» Work required:
Rewrite everything from the line containing "Query: gray gravel surface" down to the end of the listing, with both ends included and every request kept. Multiply each point coordinate in the answers by 0.45 and round it to a whole number, with halves rounding up. Leave out the pictures.

» Raw records:
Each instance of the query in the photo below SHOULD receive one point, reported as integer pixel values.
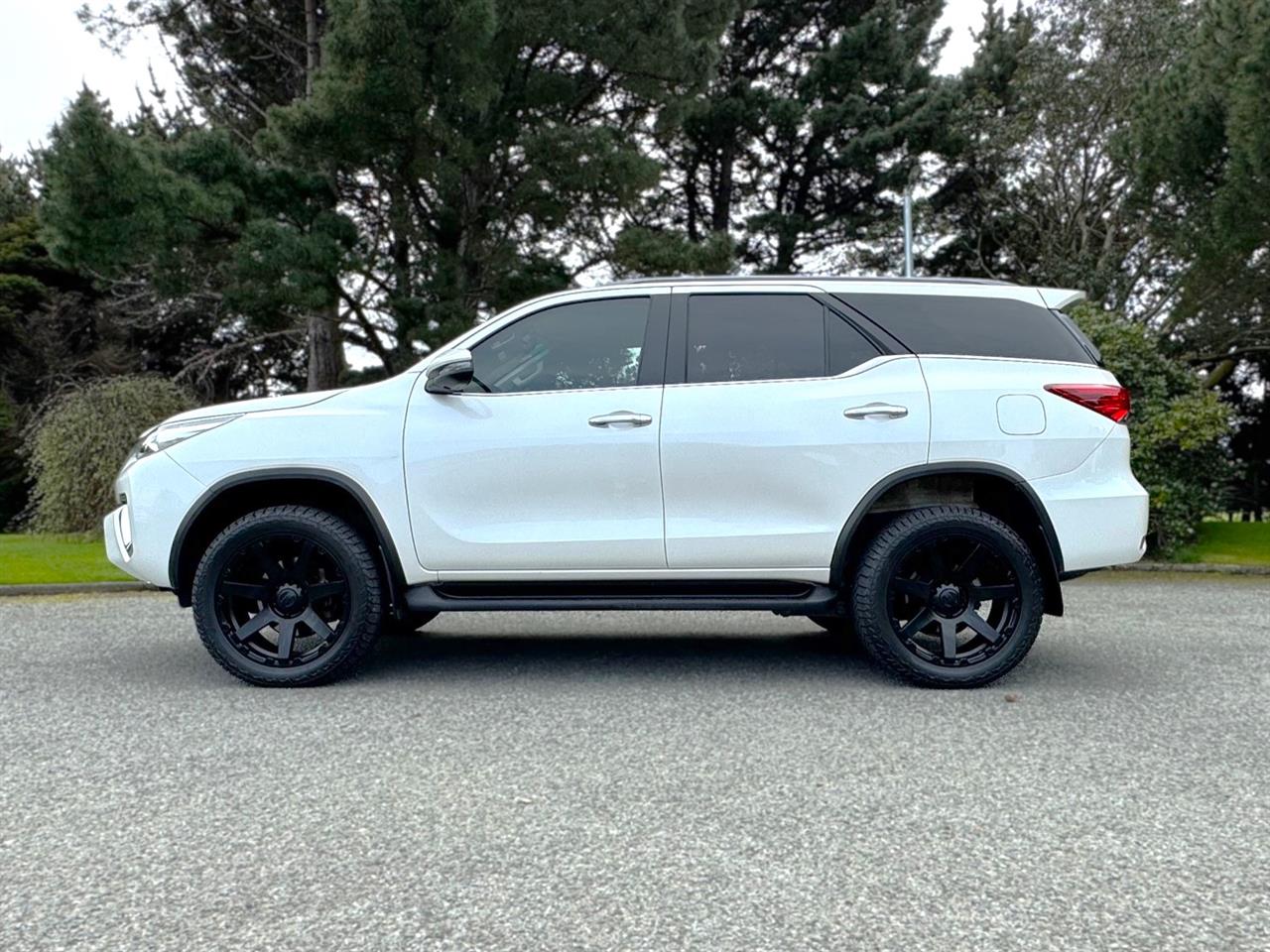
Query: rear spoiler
(1058, 298)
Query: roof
(1056, 298)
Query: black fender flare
(285, 474)
(1051, 557)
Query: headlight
(167, 434)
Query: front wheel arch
(234, 497)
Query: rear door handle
(621, 416)
(881, 412)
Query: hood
(287, 402)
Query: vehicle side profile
(916, 463)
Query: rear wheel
(287, 597)
(948, 597)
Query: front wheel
(948, 597)
(289, 595)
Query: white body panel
(513, 481)
(765, 474)
(1098, 511)
(728, 480)
(965, 421)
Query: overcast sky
(46, 56)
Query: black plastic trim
(652, 363)
(1052, 566)
(783, 598)
(388, 552)
(880, 338)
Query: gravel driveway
(642, 782)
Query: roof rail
(698, 278)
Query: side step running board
(783, 598)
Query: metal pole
(908, 234)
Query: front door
(779, 416)
(549, 462)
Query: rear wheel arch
(238, 495)
(994, 489)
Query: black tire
(289, 597)
(948, 597)
(409, 625)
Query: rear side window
(975, 326)
(769, 336)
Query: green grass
(44, 558)
(1229, 543)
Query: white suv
(912, 463)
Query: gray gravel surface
(642, 782)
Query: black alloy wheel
(948, 595)
(282, 599)
(289, 595)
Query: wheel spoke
(245, 589)
(286, 638)
(991, 593)
(325, 589)
(254, 624)
(980, 625)
(920, 621)
(317, 625)
(913, 588)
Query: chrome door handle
(883, 412)
(620, 416)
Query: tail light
(1111, 402)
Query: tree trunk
(325, 348)
(325, 344)
(312, 46)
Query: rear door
(550, 461)
(779, 414)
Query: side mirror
(451, 373)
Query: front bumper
(155, 495)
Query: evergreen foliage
(80, 440)
(1178, 426)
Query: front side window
(571, 347)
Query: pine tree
(803, 140)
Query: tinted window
(572, 347)
(754, 336)
(978, 326)
(847, 345)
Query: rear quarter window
(971, 326)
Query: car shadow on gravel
(462, 656)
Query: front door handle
(881, 412)
(621, 416)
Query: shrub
(1176, 425)
(79, 442)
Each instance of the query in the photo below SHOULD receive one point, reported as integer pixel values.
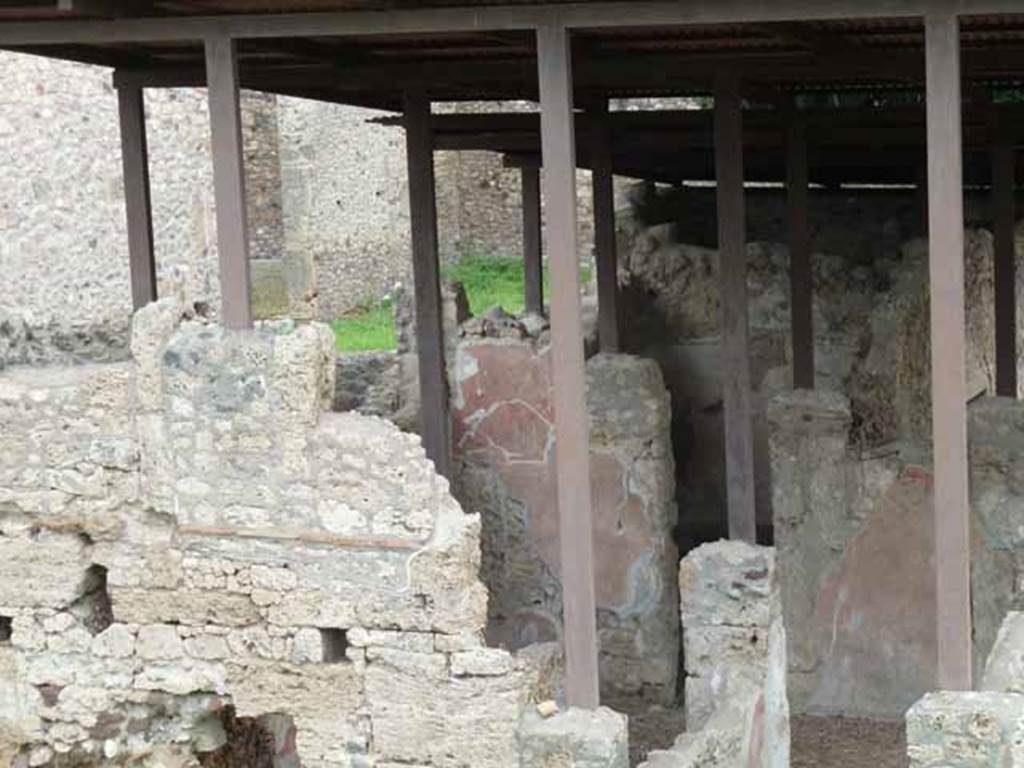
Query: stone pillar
(967, 729)
(734, 646)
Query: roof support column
(801, 269)
(732, 290)
(228, 181)
(1005, 215)
(138, 207)
(531, 250)
(604, 229)
(571, 428)
(426, 278)
(945, 235)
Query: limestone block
(153, 326)
(504, 432)
(159, 641)
(325, 701)
(1005, 671)
(574, 738)
(967, 730)
(420, 714)
(729, 584)
(735, 651)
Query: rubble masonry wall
(737, 712)
(503, 432)
(189, 530)
(855, 537)
(979, 728)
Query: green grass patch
(367, 329)
(488, 281)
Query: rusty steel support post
(1005, 219)
(732, 290)
(435, 425)
(604, 229)
(138, 206)
(531, 249)
(945, 236)
(228, 181)
(801, 269)
(571, 429)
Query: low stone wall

» Result:
Query: gray gravel surface
(289, 352)
Query: black alloy wheel
(427, 268)
(127, 270)
(130, 268)
Query: wheel spoke
(110, 265)
(129, 287)
(446, 267)
(146, 265)
(114, 281)
(441, 281)
(414, 279)
(143, 281)
(411, 265)
Query: chrome door handle
(397, 185)
(279, 187)
Query: tail light
(500, 181)
Query: tree trunk
(146, 157)
(146, 155)
(140, 21)
Query: rear door
(248, 207)
(351, 186)
Query: side mirror
(203, 168)
Query: front bumper
(70, 223)
Query: evergreen foliage
(36, 198)
(530, 192)
Query: front side window
(257, 156)
Query: pine tree
(361, 63)
Query: tinted window
(257, 156)
(339, 151)
(440, 147)
(381, 155)
Query: rear quarter window
(437, 147)
Query: car shadow on gravel
(208, 295)
Query: front door handle
(396, 185)
(279, 187)
Query: shrub
(529, 191)
(36, 199)
Each instance of the query in the photo below SHOULD receive one point, reported as integer pixel values.
Query: stone pillar
(435, 328)
(330, 291)
Query: roof support column
(360, 121)
(329, 131)
(103, 81)
(452, 97)
(62, 93)
(239, 113)
(272, 103)
(257, 193)
(192, 125)
(425, 106)
Query: limestone block
(69, 147)
(227, 194)
(72, 288)
(146, 315)
(452, 302)
(258, 332)
(435, 329)
(189, 321)
(328, 263)
(331, 293)
Query: rubble masonry wall
(332, 320)
(226, 194)
(85, 239)
(385, 242)
(441, 328)
Query: green grass patch
(165, 148)
(220, 126)
Query: rusty steel support post
(452, 99)
(329, 131)
(196, 191)
(272, 103)
(62, 93)
(239, 112)
(425, 106)
(103, 81)
(360, 121)
(257, 193)
Query: low stone wall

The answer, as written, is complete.